Texte fourni:

L’impitoyable Arago, sévère jusqu’à la minutie, saisit cet avantage en signalant et démontrant chaque erreur avec une verve écrasante et une irréfutable précision. « En parcourant, dit-il, le premier chapitre du Précis d’Astronomie de M. X…, je faisais une corne à chaque feuillet où je voyais plusieurs grosses erreurs. Ne voilà-t-il pas que tous les feuillets sans exception ont deux cornes, une pour le verso, l’autre pour le recto. Il faut donc que je m’arrête, sauf à reprendre cet inépuisable sujet si les circonstances l’exigent. » Et dans un autre passage, par une saillie non moins injurieuse que spirituelle, après avoir relevé une erreur grave que, dit-il, nos élèves des écoles primaires ne commettraient plus aujourd’hui, il ajoute malicieusement en note : « La ville de Paris vient de fonder une excellente école supérieure dirigée par M. Goubaux : on y est reçu à tout âge. »
Chaque lundi, Arago se rendait à l’Institut plusieurs heures avant la séance pour entendre, sur les points restés obscurs, les auteurs des mémoires qu’il devait analyser. Presque tous profitaient avec empressement du libre accès qu’il leur accordait. Il les recevait avec une aimable et familière simplicité. Rien de plus prévenant que ses manières, de plus affable que son accueil. Sans roideur et sans gravité inutile, il savait écouter avant de répondre, s’accommodant a tous les esprits et parlant à chacun son langage. Il disait sans hésiter sa première et presque toujours droite impression, en s’appuyant sur de solides et judicieuses remarques. Toujours prêt à traiter à fond les questions les plus délicates, il satisfaisait dans le moment même à toutes les difficultés, et sans chercher à étaler sa science ou à mettre les gens à l’étroit en les rangeant sous sa dépendance, il laissait chacun marcher dans sa voie, en dirigeant par quelques avis succincts, mais très-importants, les pas incertains ou inexpérimentés.
L’Académie, qu’il animait par son influence, ne se lassait pas de l’entendre. Lorsque, après ses brillantes expositions de chaque semaine, il consentait à se charger d’un rapport écrit et officiel, c’était à la fois un honneur pour le savant qui en était l’objet et une joie pour l’Académie. Nos comptes rendus contiennent de lui des rapports qui sont des chefs-d’œuvre et des modèles. Les questions sur lesquelles il aimait a s’étendre étaient surtout celles qui touchent à la météorologie et à la physique du globe. Les instructions rédigées par lui pour les voyageurs et les rapports sur le résultat de leurs missions forment un des volumes les plus intéressants de ses œuvres.
La préface placée en tête de ses travaux divers montre assez bien, avec ses qualités et ses défauts, le ton qui lui était très-habituel, et le genre des tours ingénieux qu’il a souvent employés.

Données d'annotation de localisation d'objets
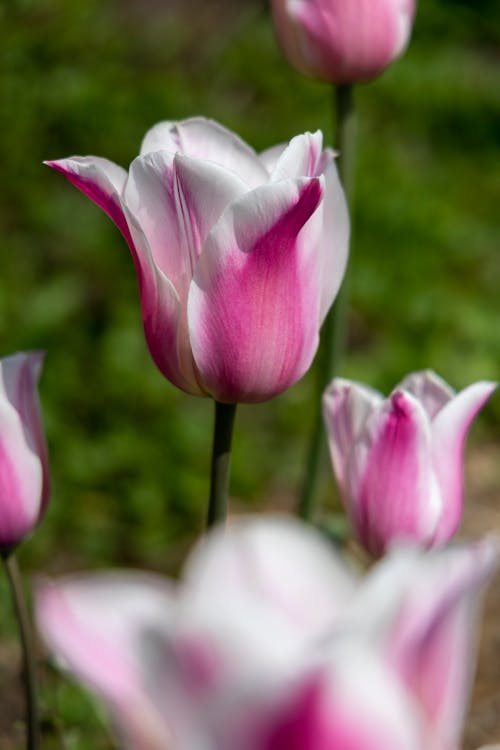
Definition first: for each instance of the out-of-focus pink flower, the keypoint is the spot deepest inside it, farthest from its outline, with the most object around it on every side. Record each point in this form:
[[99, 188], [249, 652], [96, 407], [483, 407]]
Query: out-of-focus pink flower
[[343, 41], [398, 461], [24, 473], [239, 256], [270, 643]]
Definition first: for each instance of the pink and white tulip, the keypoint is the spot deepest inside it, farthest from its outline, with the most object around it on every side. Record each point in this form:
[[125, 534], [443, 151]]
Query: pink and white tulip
[[271, 643], [24, 474], [398, 461], [238, 256], [343, 41]]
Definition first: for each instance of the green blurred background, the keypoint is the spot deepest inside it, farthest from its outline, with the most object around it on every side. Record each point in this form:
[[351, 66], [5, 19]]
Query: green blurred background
[[129, 453]]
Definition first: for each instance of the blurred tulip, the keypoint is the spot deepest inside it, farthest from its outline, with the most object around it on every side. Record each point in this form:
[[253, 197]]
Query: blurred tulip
[[343, 41], [239, 257], [398, 461], [24, 473], [270, 643]]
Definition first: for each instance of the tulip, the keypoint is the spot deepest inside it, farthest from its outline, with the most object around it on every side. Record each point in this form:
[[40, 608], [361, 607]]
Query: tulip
[[238, 256], [270, 643], [343, 41], [398, 461], [24, 476]]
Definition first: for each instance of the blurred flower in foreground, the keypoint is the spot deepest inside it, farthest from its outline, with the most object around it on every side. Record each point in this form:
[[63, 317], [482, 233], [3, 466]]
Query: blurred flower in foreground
[[398, 461], [239, 256], [24, 473], [343, 41], [270, 643]]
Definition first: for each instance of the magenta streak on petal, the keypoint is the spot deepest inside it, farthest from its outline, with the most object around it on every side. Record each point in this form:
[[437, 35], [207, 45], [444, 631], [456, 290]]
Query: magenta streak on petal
[[310, 723], [259, 320], [91, 654], [14, 522], [396, 479], [99, 196]]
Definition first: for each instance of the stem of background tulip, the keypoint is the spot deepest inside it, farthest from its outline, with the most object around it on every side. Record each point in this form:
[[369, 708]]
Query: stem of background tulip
[[221, 459], [27, 644], [333, 331]]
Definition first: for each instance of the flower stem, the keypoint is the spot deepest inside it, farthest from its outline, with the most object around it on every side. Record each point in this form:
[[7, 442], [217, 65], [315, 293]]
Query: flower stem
[[28, 650], [221, 459], [333, 332]]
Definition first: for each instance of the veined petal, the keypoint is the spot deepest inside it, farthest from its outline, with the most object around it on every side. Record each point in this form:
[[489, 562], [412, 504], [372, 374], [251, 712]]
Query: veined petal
[[163, 313], [93, 623], [346, 408], [428, 388], [164, 317], [449, 430], [205, 139], [253, 303], [176, 200], [334, 246], [101, 180], [390, 476], [300, 158]]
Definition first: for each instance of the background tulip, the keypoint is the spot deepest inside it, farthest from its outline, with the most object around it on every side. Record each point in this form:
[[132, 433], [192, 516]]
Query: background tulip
[[24, 477], [343, 41], [398, 461], [270, 643], [238, 256]]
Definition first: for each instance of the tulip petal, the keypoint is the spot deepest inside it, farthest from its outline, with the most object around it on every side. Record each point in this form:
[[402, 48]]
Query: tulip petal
[[449, 430], [286, 572], [343, 42], [346, 408], [300, 158], [304, 156], [93, 623], [176, 200], [432, 644], [428, 388], [270, 156], [334, 247], [390, 476], [205, 139], [24, 477], [324, 711], [253, 303], [101, 180], [164, 318]]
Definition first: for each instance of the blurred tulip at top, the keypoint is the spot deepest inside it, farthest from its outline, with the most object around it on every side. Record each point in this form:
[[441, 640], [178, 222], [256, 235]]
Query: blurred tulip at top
[[238, 256], [270, 642], [343, 41], [399, 461], [24, 473]]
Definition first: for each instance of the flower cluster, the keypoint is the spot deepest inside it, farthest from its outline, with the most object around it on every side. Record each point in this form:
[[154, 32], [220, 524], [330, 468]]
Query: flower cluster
[[270, 641], [266, 644]]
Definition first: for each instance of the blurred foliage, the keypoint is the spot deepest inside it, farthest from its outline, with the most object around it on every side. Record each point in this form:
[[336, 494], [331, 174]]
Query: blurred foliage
[[129, 453]]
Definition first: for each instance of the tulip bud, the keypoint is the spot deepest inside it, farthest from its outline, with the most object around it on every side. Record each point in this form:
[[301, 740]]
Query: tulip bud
[[24, 477], [343, 41], [398, 461]]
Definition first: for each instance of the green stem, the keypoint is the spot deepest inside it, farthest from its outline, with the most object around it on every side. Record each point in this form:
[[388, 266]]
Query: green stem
[[333, 332], [28, 650], [221, 459]]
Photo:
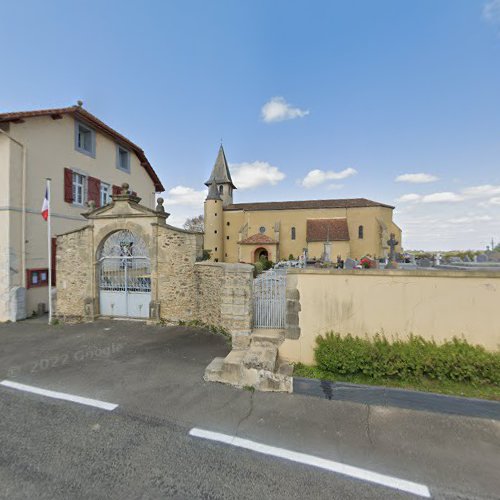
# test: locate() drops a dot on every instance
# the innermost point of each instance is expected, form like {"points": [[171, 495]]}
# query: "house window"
{"points": [[105, 194], [79, 191], [84, 139], [37, 277], [122, 159]]}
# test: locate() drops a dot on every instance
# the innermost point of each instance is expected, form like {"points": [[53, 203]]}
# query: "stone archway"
{"points": [[124, 275], [261, 253]]}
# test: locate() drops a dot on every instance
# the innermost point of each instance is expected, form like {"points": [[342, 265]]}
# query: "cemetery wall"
{"points": [[434, 304]]}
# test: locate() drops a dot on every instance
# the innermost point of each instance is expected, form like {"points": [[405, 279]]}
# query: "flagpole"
{"points": [[49, 248]]}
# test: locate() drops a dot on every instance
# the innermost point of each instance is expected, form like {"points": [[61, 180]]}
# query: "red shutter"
{"points": [[68, 185], [94, 191], [54, 250]]}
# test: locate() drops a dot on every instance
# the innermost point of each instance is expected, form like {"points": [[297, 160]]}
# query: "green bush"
{"points": [[412, 359]]}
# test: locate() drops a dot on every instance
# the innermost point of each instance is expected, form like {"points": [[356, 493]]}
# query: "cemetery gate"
{"points": [[269, 299], [124, 276]]}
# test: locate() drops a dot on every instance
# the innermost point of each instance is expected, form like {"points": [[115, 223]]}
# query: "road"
{"points": [[52, 448]]}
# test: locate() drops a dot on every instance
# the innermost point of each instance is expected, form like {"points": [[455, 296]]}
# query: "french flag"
{"points": [[45, 206]]}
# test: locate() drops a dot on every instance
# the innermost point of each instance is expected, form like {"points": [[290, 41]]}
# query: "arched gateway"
{"points": [[124, 269]]}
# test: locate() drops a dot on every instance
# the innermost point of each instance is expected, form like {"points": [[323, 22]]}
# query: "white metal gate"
{"points": [[269, 299], [124, 276]]}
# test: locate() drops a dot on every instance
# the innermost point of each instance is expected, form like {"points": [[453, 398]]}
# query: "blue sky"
{"points": [[313, 99]]}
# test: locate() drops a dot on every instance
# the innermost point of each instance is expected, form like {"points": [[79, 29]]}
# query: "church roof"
{"points": [[327, 230], [220, 173], [301, 204], [213, 193], [258, 239]]}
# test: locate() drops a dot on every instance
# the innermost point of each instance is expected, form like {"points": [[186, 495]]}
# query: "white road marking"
{"points": [[59, 395], [302, 458]]}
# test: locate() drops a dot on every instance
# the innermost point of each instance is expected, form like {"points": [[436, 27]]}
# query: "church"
{"points": [[277, 230]]}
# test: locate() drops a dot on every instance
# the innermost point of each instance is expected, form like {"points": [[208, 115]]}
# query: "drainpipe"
{"points": [[23, 208]]}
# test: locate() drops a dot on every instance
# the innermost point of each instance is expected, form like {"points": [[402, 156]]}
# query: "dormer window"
{"points": [[122, 159], [84, 139]]}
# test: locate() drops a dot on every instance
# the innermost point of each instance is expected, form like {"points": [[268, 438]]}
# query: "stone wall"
{"points": [[74, 265], [224, 294], [436, 305], [181, 289], [177, 252]]}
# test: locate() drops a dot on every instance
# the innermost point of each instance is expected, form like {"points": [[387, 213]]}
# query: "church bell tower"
{"points": [[220, 195]]}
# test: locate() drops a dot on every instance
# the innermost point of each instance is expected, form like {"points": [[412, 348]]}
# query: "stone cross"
{"points": [[392, 244]]}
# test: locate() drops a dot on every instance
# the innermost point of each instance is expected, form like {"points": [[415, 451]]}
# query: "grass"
{"points": [[482, 391]]}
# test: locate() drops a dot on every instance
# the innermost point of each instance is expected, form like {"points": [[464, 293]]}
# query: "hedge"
{"points": [[412, 359]]}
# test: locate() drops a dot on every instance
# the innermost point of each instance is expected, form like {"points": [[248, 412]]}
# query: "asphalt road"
{"points": [[142, 449]]}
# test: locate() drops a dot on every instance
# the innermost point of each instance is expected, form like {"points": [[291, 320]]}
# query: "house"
{"points": [[87, 160], [245, 232]]}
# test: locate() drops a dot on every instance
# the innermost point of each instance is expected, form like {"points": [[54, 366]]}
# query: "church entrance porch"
{"points": [[261, 253], [124, 276]]}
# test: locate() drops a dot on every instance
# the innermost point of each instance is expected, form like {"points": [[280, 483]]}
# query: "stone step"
{"points": [[213, 371], [261, 357], [263, 336]]}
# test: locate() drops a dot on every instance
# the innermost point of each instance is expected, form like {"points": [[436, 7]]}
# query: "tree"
{"points": [[194, 224]]}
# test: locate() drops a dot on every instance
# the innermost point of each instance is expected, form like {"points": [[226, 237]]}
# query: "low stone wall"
{"points": [[75, 275], [224, 294], [433, 304]]}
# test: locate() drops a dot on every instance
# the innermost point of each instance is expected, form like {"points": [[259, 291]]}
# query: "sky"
{"points": [[396, 101]]}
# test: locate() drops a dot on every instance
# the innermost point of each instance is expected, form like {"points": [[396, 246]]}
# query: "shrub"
{"points": [[412, 359]]}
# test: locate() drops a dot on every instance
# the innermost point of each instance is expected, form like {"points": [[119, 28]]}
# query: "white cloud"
{"points": [[182, 195], [482, 191], [470, 219], [410, 197], [277, 110], [419, 178], [442, 197], [250, 175], [491, 11], [317, 177]]}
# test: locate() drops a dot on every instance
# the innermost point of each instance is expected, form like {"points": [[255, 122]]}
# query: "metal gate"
{"points": [[269, 299], [124, 276]]}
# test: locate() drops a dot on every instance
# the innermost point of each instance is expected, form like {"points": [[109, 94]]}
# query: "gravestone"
{"points": [[391, 264], [425, 262], [482, 257], [350, 263]]}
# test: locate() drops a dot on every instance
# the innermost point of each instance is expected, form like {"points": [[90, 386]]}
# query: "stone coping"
{"points": [[414, 273], [226, 265]]}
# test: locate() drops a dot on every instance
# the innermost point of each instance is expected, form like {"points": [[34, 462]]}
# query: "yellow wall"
{"points": [[436, 305], [356, 248], [50, 148]]}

Défis:
**A)** Selon le texte sur Arago, pourquoi Arago se rendait-il chaque lundi à l'Institut plusieurs heures avant la séance ? Répondez en une à trois phrases.
**B)** Reproduisez fidèlement le passage du texte sur Arago qui commence par « L’Académie, qu’il animait » et se termine par « a souvent employés. ».

Réponses complètes:
**A)** Il y allait pour entendre les auteurs des mémoires qu'il devait analyser. Il voulait qu'ils l'éclairent sur les points restés obscurs.

**B)**
L’Académie, qu’il animait par son influence, ne se lassait pas de l’entendre. Lorsque, après ses brillantes expositions de chaque semaine, il consentait à se charger d’un rapport écrit et officiel, c’était à la fois un honneur pour le savant qui en était l’objet et une joie pour l’Académie. Nos comptes rendus contiennent de lui des rapports qui sont des chefs-d’œuvre et des modèles. Les questions sur lesquelles il aimait a s’étendre étaient surtout celles qui touchent à la météorologie et à la physique du globe. Les instructions rédigées par lui pour les voyageurs et les rapports sur le résultat de leurs missions forment un des volumes les plus intéressants de ses œuvres.
La préface placée en tête de ses travaux divers montre assez bien, avec ses qualités et ses défauts, le ton qui lui était très-habituel, et le genre des tours ingénieux qu’il a souvent employés.